### Page excerpt

Brandon: Modern ML practitioners have a whole set of techniques to deal with overfitting. So, I think that problem is very solvable with well-trained practitioners. One thing you’ve alluded to, which is the interpretability aspect. So, let’s say you train on a population that’s very high in diabetes, but then you’re testing on a different population, which has a higher or lower prevalence. That is kind of interesting — so, identifying shifts in the underlying data and how you get…

Hanne: What would that mean?

Brandon: So, let’s say we train on people in San Francisco, and everyone runs to work and eats quinoa all day. But then we go to a different part of the country where maybe obesity is higher, or you could be somewhere in the stroke belt where the rate of stroke is higher. It may be that the statistics you trained on don’t match the statistics that you’re now testing on. It’s fundamentally a data quality problem. If you collect data from all over the world, you can address this. But it’s something you have to be careful with.

######
### Dataset entries

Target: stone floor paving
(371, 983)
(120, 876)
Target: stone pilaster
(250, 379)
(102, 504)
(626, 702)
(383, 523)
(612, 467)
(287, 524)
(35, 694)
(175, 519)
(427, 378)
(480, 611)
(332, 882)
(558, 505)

######

Your instructions:
According to the page excerpt, why might a model trained on people in San Francisco do worse in another part of the country, and what fix does Brandon suggest? Answer in one to three sentences.

Response area:
The statistics the model was trained on may not match the statistics of the new group, since obesity or stroke rates may be higher elsewhere, as in the stroke belt. Brandon suggests collecting data from all over the world.